Required task ▸ Rewrite the listing from the line containing "the hazy mountain" down to the end, changing "rice paddy" to "terraced paddy" and leaving everything else the same. Give only that span and leave out the pictures.

(Point-based annotation data)
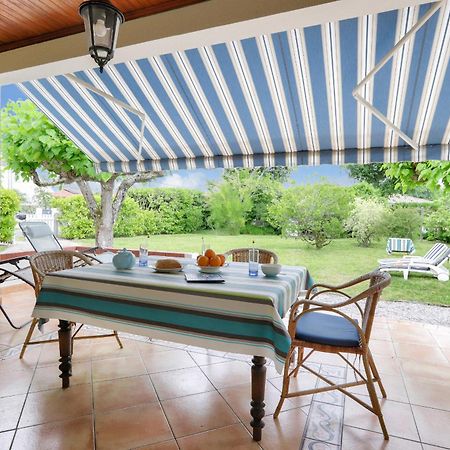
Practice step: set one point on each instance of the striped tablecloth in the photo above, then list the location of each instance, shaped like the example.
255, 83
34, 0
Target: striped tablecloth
242, 315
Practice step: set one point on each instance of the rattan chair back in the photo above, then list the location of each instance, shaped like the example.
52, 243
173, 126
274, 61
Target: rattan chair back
53, 261
241, 255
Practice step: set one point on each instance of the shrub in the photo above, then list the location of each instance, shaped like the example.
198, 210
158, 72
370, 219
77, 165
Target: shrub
174, 210
315, 213
437, 224
365, 221
402, 222
228, 208
9, 206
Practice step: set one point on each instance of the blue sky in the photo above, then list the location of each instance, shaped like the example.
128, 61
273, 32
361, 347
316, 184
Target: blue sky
199, 178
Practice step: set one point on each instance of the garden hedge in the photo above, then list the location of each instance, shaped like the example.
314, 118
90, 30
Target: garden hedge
9, 206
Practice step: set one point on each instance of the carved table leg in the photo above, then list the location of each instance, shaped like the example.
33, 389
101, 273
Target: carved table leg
65, 352
258, 389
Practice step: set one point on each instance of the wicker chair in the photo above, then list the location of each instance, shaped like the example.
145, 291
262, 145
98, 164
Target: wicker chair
323, 327
53, 261
241, 255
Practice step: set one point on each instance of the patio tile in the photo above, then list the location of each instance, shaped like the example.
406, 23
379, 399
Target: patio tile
168, 445
356, 439
422, 353
75, 434
15, 382
234, 437
411, 368
425, 392
286, 432
109, 369
203, 359
178, 383
226, 374
239, 397
6, 439
10, 409
397, 416
325, 422
198, 413
131, 427
383, 348
393, 384
48, 377
433, 425
108, 348
123, 393
303, 381
387, 364
172, 360
57, 404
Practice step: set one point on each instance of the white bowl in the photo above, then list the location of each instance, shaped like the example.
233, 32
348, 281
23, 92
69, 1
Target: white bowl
271, 270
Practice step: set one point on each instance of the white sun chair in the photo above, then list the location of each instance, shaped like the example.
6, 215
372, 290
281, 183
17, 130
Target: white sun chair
400, 245
432, 263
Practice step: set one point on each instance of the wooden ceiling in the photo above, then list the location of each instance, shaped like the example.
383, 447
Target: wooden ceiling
27, 22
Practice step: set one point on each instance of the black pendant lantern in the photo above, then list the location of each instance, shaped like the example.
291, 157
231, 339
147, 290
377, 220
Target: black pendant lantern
101, 22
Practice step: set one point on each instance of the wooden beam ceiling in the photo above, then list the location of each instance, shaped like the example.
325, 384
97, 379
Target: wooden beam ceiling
28, 22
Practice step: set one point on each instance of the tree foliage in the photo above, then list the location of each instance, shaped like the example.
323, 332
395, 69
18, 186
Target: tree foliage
373, 174
9, 206
228, 207
366, 220
35, 149
435, 175
315, 213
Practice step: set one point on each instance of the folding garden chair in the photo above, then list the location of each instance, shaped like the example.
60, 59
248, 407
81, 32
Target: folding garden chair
322, 326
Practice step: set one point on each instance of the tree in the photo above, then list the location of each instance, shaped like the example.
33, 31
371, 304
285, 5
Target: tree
366, 219
262, 184
373, 174
36, 150
314, 213
435, 175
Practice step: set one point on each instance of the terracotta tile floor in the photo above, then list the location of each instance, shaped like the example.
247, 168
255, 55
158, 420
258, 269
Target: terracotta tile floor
164, 396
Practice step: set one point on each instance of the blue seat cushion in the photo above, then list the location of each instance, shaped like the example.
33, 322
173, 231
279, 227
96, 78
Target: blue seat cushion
327, 329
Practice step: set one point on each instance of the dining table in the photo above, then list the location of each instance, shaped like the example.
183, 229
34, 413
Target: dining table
241, 315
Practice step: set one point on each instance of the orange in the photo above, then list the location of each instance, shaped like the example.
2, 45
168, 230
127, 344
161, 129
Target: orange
203, 261
215, 261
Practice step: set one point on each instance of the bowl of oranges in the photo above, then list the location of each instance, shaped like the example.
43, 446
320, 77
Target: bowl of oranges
210, 262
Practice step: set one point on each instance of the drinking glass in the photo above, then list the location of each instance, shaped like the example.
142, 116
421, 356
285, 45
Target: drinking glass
143, 255
253, 262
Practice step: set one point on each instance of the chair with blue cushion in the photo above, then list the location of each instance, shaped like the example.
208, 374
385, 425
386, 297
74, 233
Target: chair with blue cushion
319, 325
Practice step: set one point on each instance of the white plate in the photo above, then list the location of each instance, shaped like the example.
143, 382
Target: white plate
210, 269
174, 270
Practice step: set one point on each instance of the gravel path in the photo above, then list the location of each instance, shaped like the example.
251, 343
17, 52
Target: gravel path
418, 312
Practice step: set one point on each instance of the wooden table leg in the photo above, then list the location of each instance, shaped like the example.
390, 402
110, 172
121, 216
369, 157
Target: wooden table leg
65, 352
258, 390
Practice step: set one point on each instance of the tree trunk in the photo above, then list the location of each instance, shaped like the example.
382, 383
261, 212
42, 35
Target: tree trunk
104, 222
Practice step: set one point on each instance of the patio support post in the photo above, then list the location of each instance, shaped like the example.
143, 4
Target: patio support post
65, 352
258, 389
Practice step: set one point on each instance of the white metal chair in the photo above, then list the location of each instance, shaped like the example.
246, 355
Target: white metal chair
432, 263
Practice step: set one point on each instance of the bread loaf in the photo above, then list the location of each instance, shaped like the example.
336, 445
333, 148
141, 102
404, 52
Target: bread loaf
168, 264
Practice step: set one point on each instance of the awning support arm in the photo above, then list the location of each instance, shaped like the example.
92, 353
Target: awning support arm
419, 24
114, 100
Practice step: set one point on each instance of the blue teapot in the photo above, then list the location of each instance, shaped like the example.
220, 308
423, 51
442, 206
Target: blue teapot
124, 260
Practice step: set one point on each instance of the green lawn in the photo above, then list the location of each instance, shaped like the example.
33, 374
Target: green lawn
339, 261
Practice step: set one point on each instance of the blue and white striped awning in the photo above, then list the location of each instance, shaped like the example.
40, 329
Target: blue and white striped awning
279, 99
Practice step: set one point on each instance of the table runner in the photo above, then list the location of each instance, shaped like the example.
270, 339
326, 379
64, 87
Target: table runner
242, 315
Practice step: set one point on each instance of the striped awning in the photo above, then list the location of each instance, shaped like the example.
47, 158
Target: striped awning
279, 99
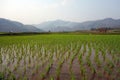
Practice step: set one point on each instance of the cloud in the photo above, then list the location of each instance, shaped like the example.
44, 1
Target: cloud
66, 2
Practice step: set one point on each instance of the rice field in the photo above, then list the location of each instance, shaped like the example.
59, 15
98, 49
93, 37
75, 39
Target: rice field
60, 57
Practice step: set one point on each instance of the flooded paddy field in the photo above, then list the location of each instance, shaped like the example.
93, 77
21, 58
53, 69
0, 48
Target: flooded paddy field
60, 57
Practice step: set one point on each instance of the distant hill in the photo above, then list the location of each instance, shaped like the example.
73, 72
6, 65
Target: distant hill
13, 26
60, 25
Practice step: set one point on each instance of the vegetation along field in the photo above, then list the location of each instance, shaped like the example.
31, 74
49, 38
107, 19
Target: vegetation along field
60, 57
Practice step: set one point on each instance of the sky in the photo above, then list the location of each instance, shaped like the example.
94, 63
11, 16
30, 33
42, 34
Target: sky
37, 11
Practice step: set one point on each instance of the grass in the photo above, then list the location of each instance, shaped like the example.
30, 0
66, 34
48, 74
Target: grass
16, 52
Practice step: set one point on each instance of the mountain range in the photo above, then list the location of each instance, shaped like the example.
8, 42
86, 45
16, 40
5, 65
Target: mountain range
14, 26
57, 25
60, 25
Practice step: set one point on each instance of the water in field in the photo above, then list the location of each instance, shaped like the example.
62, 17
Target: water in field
60, 57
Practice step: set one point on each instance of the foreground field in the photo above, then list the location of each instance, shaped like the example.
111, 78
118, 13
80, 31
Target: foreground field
60, 57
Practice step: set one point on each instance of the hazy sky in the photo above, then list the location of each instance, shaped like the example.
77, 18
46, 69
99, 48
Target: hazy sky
37, 11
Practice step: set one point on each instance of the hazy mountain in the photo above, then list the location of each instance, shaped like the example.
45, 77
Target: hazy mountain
13, 26
59, 25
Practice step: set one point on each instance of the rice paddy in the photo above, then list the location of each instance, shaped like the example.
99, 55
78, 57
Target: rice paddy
60, 57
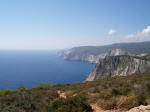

Exercise output ▸
Practice step: set one point on each instance of the hazy mountain in the photo above, then list the location of each instance, shaped like the example.
45, 77
Target: hazy mountain
13, 26
59, 25
Practice step: set one point on each instance of the terraced paddy in the photo above, then list the location of each instance, shaped like the example.
99, 55
78, 57
Target: terraced paddy
60, 57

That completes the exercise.